◆ Aim A ◆
Answer these questions about the forum thread on Lucy below:
(i) At what time was Lucy put to sleep?
(ii) Where does JadeIcing offer to move the post?
(iii) What habit of Lucy's does LuvaBun recall?
-- start of Given text --
# LUCY



## lucylocket (Dec 30, 2008)

hi all 
just to let you all no lucy hadnt been well for sometime and it came to the point tonight at 12.45 she was laid to rest and put to sleep
we were all with her but she was suferin so it was time to make a hard decition 
god bless u darlin princess loose 
lucy 




RIP RIP RIP XXXXXXXXXXXXXXXXXXXXXXX
mam dad brother adrian molly and angel


----------



## JadeIcing (Dec 30, 2008)

I am so sorry. Do you want to move this to the Rainbow Bridge?


----------



## lucylocket (Dec 30, 2008)

IM IN TEARS I CANT BELEVE IT 
YES COULD YOU PUT IT PLEASE ON THE RAINBOW BRIDGE


----------



## naturestee (Dec 30, 2008)

I'm so sorry. Hugs to you and your family.

:hug:


----------



## pamnock (Dec 30, 2008)

I am so very sorry Varna. I have missed not seeing you on the board much lately and wondered how you and your family have been.

I am so very sorry for your loss, You are in my prayers.



Pam


----------



## Ringer (Dec 31, 2008)

I am so sorry. Brownie just went to the bridge on Sinday and I just know he was right there to help Lucy. They will hug and then play together tomorrow. Don't worry, Brownie is a sweet boy, always thinking of others. 

I feel your loss. It is devastating, I know.


----------



## slavetoabunny (Dec 31, 2008)

Varna, I am so sorry to hear about Lucy. She was a beautiful girl and will be missed. Binky free little one. :rainbow:


----------



## kherrmann3 (Dec 31, 2008)

I am sorry to hear about her passing. 
Binky free at the Bridge, Lucy :rainbow:


----------



## FallingStar (Dec 31, 2008)

I'm so sorry about Lucy. I looked at some pictures of her, and she was a very pretty girl. But if she was suffering, than it was for the best, at least you know she is out of pain. 

RIP Lucy, Binky free at the Bridge. :rainbow:



Karlee:hug:


----------



## JimD (Dec 31, 2008)

I'm so sorry Varna 

...binky free Lucy
ray::rainbow::bunny19


----------



## Pet_Bunny (Dec 31, 2008)

I am so sorry Varna. It is so sad to hear Lucy is gone.

Binky Free Little Princess. ink iris:


----------



## LuvaBun (Dec 31, 2008)

Oh No! Not our Lucy :bigtears:

Varna, I am so, so sorry. I was very lucky to meet and know Lucy - she was such a character, always nibbling your socks. She was such a sweetheart.

I know how you must be feeling - I know you loved Lucy so much. But you did the right thing if she was in pain.

Hugs to you, Tony and Adrian

Jan 

ps - you can pm or email me if you want to talk


----------



## bat42072 (Dec 31, 2008)

I am so sorry to hear about Lucy... my heart goes out to you...


----------



## Maureen Las (Jan 1, 2009)

Just read this Varna and I'm so sorry that you lost Lucy . It's not a good start to aNew year. I'm so sorry:bigtears:
Maureen


----------



## Wabbitdad12 (Jan 1, 2009)

I am so sorry Lucy passed away.


----------



## NorthernAutumn (Jan 1, 2009)

So sorry to read of Lucy's passing, Varna. Rest softly, little Lucy Locket.


----------



## maherwoman (Jan 5, 2009)

I just saw this...I'm so sad to hear of Lucy's passing. My love to you...
-- end of Given text --
◆ Aim B ◆
Work out how many lines of the listing below contain the word "flower". Give only that number.
-- start of Data for this task --
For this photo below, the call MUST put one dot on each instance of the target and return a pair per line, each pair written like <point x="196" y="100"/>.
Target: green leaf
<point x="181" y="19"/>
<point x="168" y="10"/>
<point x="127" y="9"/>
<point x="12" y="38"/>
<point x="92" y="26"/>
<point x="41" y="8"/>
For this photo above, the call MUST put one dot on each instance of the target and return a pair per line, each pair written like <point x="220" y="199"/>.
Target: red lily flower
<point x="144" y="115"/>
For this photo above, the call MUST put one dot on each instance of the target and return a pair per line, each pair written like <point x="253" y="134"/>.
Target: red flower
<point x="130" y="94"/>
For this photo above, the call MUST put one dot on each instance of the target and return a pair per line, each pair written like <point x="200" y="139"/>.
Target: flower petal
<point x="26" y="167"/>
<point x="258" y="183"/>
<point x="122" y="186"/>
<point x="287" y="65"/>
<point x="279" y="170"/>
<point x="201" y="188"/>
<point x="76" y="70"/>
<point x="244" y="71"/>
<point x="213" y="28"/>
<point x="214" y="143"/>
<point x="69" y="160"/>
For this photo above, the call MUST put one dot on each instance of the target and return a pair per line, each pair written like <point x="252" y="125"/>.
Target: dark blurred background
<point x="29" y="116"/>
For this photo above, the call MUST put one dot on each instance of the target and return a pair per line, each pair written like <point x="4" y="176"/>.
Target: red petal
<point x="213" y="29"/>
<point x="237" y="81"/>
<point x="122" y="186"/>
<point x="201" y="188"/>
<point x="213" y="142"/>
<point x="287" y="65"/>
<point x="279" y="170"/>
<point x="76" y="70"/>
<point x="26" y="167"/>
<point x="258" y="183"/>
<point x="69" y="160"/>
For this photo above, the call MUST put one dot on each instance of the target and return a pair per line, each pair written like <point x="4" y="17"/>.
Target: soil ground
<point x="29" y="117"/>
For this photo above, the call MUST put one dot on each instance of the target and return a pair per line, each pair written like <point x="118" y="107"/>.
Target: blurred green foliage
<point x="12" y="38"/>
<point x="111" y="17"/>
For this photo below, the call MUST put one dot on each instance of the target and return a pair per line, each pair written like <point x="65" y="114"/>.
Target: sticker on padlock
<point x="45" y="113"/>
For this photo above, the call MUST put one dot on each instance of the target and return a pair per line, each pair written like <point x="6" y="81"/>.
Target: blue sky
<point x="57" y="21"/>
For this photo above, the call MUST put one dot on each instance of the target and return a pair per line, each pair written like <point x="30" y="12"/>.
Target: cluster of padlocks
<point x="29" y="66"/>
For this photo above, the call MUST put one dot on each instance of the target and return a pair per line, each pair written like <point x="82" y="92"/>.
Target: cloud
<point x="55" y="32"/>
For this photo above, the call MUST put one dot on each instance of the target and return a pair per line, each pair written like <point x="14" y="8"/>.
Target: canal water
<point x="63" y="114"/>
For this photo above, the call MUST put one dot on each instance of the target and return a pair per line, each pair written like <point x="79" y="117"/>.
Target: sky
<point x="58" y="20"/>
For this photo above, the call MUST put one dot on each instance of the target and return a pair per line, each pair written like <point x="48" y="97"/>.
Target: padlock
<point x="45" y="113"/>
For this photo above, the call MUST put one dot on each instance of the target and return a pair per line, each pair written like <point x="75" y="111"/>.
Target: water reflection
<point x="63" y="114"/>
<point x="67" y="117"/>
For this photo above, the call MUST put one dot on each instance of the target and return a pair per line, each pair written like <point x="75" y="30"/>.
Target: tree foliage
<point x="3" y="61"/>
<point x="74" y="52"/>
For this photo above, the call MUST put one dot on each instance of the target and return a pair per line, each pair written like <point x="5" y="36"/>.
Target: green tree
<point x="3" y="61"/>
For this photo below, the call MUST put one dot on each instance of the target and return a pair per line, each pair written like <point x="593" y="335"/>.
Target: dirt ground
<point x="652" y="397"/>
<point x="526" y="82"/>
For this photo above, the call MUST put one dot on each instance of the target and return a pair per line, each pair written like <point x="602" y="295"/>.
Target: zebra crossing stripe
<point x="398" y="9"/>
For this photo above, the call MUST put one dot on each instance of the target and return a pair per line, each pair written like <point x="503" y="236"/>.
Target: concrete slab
-- end of Data for this task --
◆ Complete answer A ◆
(i) 12.45
(ii) The Rainbow Bridge
(iii) Nibbling socks

◆ Complete answer B ◆
3